▶ **Task objective**:
Translate this sentence from the MariaDB relay log post below into Spanish: "I am trying to run the following."

▶ **Text**:
┌──

I am trying to run the following.

mysql > purge binary logs to 'mysqld-relay-bin.000075';
ERROR 1373 (HY000): Target log not found in binlog index

# cat ./mysqld-relay-bin.index 

What can I do to manually clear remove these relay logs.

MariaDB [(none)]> show slave status;
Empty set (0.00 sec)

MariaDB [(none)]> show master status;
| File          | Position  | Binlog_Do_DB | Binlog_Ignore_DB |
| binary.000141 | 487953618 |              |                  |

ls -lrt /var/lib/mysql/logs/
total 4616604
-rw-rw---- 1 mysql mysql        299 Jun  7 15:04 mysqld-relay-bin.000010
-rw-rw---- 1 mysql mysql        299 Jun  7 15:19 mysqld-relay-bin.000011
-rw-rw---- 1 mysql mysql        299 Jun  7 15:21 mysqld-relay-bin.000012
-rw-rw---- 1 mysql mysql        299 Jul 23 01:15 mysqld-relay-bin.000075
-rw-rw---- 1 mysql mysql        299 Jul 23 01:15 mysqld-relay-bin.000076
-rw-rw---- 1 mysql mysql        268 Jul 24 09:17 mysqld-relay-bin.000077

As part of a backup script that I run. I flush logs every night, could that have an effect.

└──

▶ **Stored rows**:
┌──

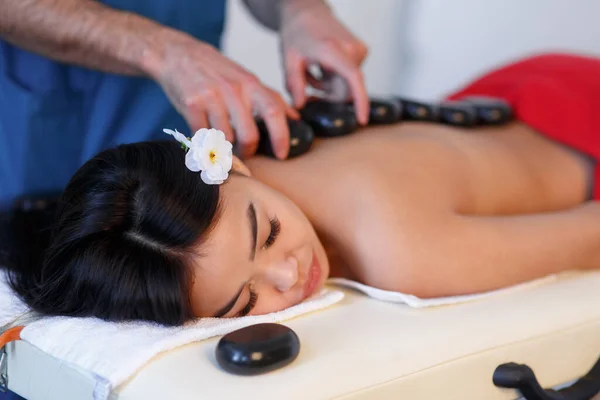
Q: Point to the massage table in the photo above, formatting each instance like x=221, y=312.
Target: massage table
x=362, y=348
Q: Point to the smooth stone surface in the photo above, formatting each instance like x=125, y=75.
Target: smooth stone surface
x=490, y=111
x=301, y=138
x=329, y=119
x=257, y=349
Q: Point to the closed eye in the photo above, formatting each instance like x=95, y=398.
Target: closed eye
x=274, y=233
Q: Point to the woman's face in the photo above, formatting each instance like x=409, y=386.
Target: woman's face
x=262, y=256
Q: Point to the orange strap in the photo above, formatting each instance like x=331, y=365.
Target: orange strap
x=10, y=335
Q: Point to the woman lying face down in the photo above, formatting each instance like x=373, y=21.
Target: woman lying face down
x=140, y=236
x=421, y=208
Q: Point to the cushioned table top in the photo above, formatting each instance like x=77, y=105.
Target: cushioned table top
x=362, y=348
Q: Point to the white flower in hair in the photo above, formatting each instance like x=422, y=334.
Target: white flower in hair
x=208, y=152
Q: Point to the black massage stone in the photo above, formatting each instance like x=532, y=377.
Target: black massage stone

└──

▶ **Reply to the exercise**:
Estoy intentando ejecutar lo siguiente.